◆ What you will do ◆
The reply has to be a number alone, equal to how many lines in the entries below hold the string "umbrella".
-------- Records supplied --------
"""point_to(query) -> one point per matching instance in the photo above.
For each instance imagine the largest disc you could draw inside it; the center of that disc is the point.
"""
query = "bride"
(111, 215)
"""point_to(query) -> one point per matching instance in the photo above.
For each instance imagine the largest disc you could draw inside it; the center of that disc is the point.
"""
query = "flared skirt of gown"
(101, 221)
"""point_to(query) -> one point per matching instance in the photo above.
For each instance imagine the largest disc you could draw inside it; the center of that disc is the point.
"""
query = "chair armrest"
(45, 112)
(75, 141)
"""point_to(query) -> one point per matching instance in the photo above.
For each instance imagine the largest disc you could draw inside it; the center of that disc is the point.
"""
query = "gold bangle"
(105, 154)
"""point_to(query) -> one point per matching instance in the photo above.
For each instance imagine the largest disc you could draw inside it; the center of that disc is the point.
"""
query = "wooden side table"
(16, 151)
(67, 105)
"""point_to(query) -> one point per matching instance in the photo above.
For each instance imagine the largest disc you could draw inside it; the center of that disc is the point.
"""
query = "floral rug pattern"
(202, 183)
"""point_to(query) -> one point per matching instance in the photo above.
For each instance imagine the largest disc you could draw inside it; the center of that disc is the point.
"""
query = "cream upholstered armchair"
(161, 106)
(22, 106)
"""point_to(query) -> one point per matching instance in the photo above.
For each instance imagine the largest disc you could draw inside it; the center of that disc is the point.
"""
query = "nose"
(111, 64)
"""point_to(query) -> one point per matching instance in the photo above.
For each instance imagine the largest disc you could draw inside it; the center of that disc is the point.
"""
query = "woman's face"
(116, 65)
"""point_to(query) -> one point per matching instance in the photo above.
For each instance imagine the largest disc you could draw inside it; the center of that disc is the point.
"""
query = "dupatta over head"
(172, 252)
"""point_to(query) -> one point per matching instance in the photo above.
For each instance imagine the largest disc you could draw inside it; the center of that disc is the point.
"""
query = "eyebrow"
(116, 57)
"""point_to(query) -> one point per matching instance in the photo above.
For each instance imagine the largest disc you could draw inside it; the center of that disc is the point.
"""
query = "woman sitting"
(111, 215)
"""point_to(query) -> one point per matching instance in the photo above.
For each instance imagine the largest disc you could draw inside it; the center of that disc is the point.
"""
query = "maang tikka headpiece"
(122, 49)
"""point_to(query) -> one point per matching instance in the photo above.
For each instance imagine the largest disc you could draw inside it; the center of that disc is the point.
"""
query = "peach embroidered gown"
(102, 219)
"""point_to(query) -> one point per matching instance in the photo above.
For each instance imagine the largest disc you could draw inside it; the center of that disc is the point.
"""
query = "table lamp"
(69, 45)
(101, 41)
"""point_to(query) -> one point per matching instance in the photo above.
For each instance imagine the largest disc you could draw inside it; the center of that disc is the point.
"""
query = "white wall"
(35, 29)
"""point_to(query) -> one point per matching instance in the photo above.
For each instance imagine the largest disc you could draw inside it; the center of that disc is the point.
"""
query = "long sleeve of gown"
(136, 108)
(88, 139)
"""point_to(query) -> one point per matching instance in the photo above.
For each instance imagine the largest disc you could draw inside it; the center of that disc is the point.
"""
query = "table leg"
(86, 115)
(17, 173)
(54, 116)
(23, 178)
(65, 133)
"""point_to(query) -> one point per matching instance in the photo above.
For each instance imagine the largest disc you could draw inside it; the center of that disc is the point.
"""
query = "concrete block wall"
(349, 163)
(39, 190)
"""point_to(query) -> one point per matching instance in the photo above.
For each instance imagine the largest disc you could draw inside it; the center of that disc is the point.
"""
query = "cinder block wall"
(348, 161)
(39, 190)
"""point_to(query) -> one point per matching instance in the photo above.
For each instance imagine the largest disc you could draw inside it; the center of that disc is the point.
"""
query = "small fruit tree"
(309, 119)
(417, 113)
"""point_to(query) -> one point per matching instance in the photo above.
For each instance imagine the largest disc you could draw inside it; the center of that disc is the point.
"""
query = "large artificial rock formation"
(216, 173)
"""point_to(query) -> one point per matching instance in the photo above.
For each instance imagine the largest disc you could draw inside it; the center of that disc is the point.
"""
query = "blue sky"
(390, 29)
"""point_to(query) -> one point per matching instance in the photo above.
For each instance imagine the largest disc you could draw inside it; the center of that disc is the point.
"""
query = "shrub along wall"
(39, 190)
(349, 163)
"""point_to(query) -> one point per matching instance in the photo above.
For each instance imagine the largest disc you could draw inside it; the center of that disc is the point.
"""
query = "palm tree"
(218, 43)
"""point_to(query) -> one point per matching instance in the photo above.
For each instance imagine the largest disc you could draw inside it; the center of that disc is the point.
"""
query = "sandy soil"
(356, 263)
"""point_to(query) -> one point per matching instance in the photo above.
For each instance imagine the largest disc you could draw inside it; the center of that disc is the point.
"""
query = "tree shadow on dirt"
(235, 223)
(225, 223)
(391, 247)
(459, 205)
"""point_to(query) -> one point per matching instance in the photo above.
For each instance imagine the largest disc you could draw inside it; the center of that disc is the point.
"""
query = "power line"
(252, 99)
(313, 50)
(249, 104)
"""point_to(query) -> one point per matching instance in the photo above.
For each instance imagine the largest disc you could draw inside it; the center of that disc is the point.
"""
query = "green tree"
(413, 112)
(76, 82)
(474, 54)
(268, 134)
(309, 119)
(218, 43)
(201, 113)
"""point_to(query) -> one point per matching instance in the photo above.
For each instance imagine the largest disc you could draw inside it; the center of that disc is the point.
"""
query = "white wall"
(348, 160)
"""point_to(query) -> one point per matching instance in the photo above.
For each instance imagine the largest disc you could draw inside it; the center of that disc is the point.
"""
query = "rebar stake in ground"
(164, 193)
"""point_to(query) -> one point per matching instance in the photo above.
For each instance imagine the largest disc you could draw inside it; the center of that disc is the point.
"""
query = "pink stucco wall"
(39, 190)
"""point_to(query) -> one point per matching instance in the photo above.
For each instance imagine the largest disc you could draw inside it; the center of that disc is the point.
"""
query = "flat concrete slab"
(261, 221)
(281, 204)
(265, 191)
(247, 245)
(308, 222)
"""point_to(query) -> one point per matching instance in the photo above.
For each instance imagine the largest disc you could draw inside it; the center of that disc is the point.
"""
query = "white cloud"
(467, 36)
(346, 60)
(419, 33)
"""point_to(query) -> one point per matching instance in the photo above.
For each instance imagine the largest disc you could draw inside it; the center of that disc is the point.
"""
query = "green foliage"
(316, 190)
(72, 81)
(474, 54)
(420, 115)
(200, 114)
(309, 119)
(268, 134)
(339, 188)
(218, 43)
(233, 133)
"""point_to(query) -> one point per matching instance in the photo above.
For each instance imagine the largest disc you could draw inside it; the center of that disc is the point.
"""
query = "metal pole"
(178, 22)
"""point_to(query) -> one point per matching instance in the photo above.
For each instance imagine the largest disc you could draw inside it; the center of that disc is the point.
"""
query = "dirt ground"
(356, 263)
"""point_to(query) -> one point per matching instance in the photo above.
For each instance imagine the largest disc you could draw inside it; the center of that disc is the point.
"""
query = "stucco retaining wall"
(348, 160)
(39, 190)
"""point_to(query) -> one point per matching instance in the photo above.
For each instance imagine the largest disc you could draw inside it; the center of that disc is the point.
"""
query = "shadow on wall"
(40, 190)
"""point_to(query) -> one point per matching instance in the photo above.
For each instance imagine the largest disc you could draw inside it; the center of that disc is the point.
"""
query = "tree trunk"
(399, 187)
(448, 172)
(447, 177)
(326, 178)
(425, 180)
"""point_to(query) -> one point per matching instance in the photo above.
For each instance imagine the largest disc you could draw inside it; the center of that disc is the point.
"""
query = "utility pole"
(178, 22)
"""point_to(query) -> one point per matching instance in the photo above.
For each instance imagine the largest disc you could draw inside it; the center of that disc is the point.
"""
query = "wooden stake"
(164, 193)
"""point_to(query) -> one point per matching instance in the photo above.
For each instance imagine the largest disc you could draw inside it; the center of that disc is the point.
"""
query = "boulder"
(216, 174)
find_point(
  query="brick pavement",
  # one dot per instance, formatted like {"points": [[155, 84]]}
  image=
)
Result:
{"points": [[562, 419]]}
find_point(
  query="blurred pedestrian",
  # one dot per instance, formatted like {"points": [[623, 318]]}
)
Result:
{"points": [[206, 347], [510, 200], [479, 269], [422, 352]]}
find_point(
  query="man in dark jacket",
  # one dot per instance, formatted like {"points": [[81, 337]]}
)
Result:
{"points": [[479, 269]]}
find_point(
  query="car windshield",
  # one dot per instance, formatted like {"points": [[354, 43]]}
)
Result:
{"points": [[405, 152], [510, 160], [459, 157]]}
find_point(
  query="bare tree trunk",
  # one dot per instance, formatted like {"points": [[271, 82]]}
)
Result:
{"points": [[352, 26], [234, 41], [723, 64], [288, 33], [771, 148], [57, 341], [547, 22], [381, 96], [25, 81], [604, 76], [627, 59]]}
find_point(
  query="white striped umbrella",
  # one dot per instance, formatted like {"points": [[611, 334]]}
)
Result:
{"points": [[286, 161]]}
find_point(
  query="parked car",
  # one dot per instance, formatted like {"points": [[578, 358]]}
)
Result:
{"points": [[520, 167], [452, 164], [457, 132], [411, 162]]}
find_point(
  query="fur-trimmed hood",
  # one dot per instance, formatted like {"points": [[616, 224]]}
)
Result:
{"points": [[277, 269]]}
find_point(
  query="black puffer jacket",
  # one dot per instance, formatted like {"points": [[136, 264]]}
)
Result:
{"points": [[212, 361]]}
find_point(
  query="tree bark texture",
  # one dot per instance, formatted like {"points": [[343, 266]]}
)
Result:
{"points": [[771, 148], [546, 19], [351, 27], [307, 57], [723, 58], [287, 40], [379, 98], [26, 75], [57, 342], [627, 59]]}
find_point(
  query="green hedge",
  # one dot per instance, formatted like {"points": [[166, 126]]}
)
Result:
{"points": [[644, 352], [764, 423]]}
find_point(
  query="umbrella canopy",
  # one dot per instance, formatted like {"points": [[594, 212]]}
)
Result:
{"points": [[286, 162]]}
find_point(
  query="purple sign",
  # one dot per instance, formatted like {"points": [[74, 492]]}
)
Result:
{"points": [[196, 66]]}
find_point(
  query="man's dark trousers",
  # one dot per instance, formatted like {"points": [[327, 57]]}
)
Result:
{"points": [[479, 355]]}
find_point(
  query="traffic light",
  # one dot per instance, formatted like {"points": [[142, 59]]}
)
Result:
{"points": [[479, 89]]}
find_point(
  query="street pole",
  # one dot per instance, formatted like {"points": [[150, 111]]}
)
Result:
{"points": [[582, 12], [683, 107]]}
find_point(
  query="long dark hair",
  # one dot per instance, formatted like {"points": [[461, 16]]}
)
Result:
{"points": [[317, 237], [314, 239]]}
--------
◆ Exercise solution ◆
2